PROBLEM DESCRIPTION -
How many lines of the material below contain the word "white"? Reply with the number only.

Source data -
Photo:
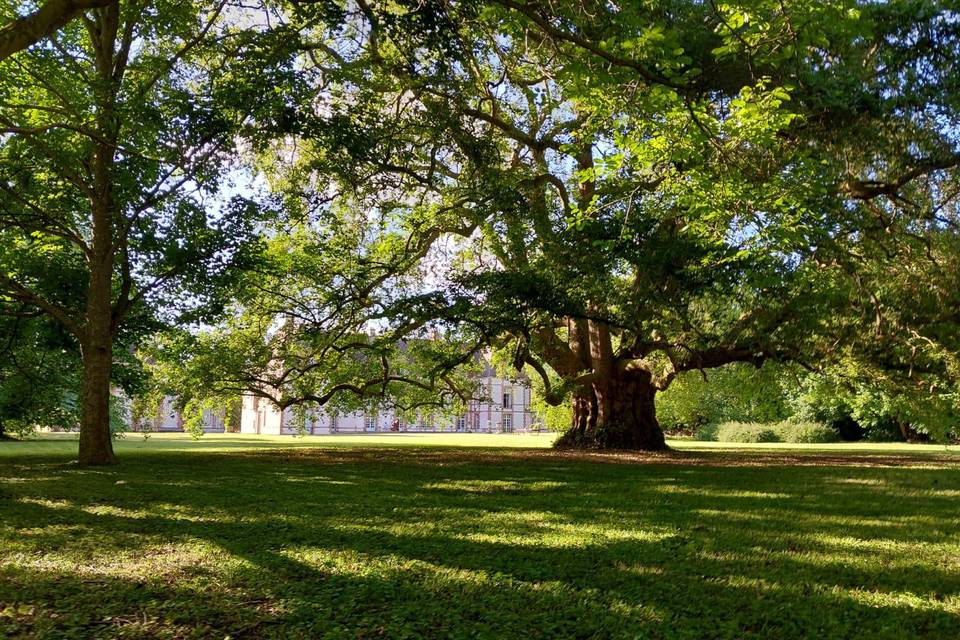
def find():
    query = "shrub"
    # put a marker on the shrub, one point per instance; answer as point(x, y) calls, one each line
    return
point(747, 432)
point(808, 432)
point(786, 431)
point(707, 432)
--
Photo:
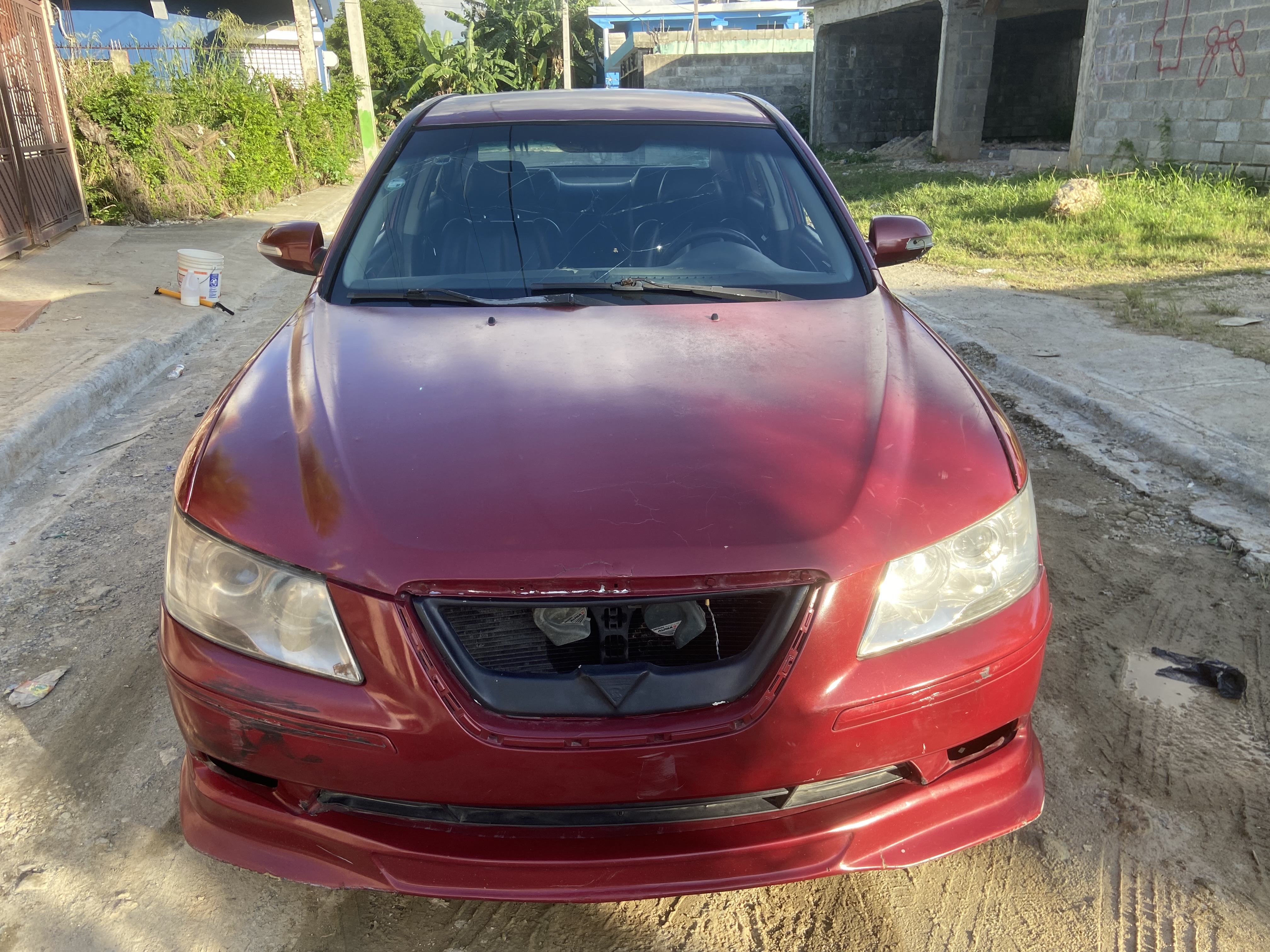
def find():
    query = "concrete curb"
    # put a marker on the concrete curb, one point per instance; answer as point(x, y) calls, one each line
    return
...
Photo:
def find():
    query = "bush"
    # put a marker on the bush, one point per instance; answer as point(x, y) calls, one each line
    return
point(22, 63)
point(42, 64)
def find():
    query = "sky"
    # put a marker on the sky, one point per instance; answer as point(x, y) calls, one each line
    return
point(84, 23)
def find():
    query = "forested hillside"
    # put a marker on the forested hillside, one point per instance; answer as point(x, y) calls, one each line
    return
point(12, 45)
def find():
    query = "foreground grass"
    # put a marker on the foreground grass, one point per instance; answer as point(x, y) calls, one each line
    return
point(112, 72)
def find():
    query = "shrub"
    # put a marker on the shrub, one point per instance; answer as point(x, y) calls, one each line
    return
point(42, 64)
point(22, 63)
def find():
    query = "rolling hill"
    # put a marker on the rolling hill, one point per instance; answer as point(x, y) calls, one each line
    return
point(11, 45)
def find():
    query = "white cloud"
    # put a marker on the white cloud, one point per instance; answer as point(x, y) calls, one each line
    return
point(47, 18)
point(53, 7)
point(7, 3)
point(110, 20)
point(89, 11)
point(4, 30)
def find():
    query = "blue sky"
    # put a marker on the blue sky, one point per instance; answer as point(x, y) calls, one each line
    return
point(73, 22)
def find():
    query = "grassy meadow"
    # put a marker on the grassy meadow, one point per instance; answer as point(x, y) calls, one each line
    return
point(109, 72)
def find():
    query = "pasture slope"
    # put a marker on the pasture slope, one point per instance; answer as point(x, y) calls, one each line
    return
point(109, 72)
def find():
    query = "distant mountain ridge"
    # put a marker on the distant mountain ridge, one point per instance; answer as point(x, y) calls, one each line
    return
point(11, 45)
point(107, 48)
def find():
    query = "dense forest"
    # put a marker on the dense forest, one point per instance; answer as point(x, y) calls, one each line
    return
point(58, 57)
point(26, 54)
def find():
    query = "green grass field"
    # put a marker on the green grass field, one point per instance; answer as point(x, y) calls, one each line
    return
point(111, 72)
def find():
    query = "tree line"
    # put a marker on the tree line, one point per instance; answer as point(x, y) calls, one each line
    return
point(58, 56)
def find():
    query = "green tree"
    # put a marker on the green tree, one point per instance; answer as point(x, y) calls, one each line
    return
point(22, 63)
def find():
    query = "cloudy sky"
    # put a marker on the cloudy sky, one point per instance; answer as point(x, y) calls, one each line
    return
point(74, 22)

THE COMPLETED TASK -
2